**Excerpt provided**
# # # # #

More and more our personal and professional information is stored in digital format. This is great because we can easily make copies and backups of our information and prevent accidental loss. The reality of the situation is that many people do not make regular backups of digital data and often lose everything when one hard drive crashes. Backups take time and most people do not take the time every day to manually make copies of important files. Personally, I cannot spare the time to do backups every day. That is why I have automated the entire process and it happens either in real time, or while I sleep.
When asked, I tell people that my computer does more while I sleep than most computers do all day long. Truthfully, my computer probably does more while I sleep than 90% of the people I know do at any time. I did not pull that number out of the air. Over the years I have determined nine out of ten people that I know do not backup computer files regularly. I know this because I am the person that gets the call when their hard drives fail. In 2008 I had more than a dozen of these calls. They always start with, “I know I should be backing my files up, but…” Finish that with some story involving a lack of “time.”
To take the time constraint out of the equation I have a two-pronged approach to my backups. I start with Microsoft Mesh (blog post here and here). I have four computers (office, Dell laptop, Macbook, home desktop) on my mesh. When I create or update a file on any one of these computers, the file is automatically pushed to all other computers in my Mesh. In addition, a copy is uploaded to my Mesh web page.

# # # # #

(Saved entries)

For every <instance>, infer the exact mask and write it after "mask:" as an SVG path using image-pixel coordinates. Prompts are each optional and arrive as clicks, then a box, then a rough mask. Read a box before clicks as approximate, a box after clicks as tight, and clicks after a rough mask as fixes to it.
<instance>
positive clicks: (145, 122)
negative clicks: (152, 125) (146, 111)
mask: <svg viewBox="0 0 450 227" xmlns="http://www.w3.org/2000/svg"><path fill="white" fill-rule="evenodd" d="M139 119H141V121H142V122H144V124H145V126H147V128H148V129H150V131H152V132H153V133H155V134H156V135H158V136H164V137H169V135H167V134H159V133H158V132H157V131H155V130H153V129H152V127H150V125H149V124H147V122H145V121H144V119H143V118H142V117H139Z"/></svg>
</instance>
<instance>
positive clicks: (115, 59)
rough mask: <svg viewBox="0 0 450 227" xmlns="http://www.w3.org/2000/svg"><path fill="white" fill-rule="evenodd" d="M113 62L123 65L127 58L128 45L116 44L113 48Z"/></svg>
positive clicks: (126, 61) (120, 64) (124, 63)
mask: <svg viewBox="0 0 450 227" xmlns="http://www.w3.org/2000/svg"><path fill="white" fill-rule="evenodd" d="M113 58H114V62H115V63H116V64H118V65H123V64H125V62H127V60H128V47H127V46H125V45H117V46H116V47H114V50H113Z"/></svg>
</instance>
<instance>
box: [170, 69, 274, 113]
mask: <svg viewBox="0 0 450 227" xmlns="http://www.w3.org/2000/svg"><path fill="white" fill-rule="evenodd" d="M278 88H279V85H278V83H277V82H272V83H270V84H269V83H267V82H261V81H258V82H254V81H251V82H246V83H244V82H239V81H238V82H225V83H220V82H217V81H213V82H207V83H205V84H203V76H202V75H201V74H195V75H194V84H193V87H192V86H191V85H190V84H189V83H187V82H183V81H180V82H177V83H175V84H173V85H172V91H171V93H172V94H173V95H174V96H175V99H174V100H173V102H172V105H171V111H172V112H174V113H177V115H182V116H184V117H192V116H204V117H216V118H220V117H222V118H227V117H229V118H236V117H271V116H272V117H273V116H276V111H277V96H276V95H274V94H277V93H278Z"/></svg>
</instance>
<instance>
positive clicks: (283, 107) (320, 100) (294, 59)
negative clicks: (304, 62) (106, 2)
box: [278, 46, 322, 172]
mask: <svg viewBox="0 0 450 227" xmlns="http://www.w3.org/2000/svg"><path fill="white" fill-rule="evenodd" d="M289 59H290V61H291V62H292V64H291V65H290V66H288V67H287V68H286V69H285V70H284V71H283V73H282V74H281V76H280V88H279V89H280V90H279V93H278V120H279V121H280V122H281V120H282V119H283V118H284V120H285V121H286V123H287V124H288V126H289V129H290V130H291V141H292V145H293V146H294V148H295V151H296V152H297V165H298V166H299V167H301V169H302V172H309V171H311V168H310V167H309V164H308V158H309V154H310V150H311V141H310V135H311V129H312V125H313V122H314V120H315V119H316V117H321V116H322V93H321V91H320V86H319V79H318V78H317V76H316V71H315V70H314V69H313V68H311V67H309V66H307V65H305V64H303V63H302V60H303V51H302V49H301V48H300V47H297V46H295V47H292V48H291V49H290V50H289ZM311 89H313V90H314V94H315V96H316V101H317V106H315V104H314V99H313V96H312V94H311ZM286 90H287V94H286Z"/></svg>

# # # # #

**Questions to answer**
a: According to the backup text, how many computers are on the author's Mesh?
b: Carry on with the text about automated backups, starting after its last sentence.

**Answers below**
a: Four: an office computer, a Dell laptop, a Macbook, and a home desktop.

b:
Here is a typical example of how the process works. I use my Dell laptop in class. Many times I have edited a PowerPoint (added or updated a slide) immediately before class starts. As soon as I hit “save” on my Dell laptop, the updated file is copied to my office computer and to my Macbook and desktop computer at my house. Without the Mesh, I would have at least two copies (one on my Dell laptop and another everywhere else) of that PowerPoint file and at some point I would have to figure out which one is the “best” one to use in the future.
There is a downside to the Mesh. When I updated that PowerPoint file, the old version of that file was destroyed forever on all four of my computers and replaced with the new version. This is why I have a second automated backup of everything. This is a full backup of my data files stored in a classic grandfather-father-son rotation. By this, I mean I have three separate and complete sets of backup files. I create a complete backup on Monday. On Tuesday another full backup is created in such a way that Monday’s files are not touched. Finally, on Wednesday a third complete backup set is created leaving both Monday and Tuesday sets intact. On Thursday the process starts over and the Monday set is erased to make room for the Thursday backup. Friday replaces Tuesday and Saturday replaces Wednesday. I do not run backups on Sunday because I do not normally work on Sunday. More importantly, I have three external hard drives and adding Sunday would mean purchasing a fourth drive.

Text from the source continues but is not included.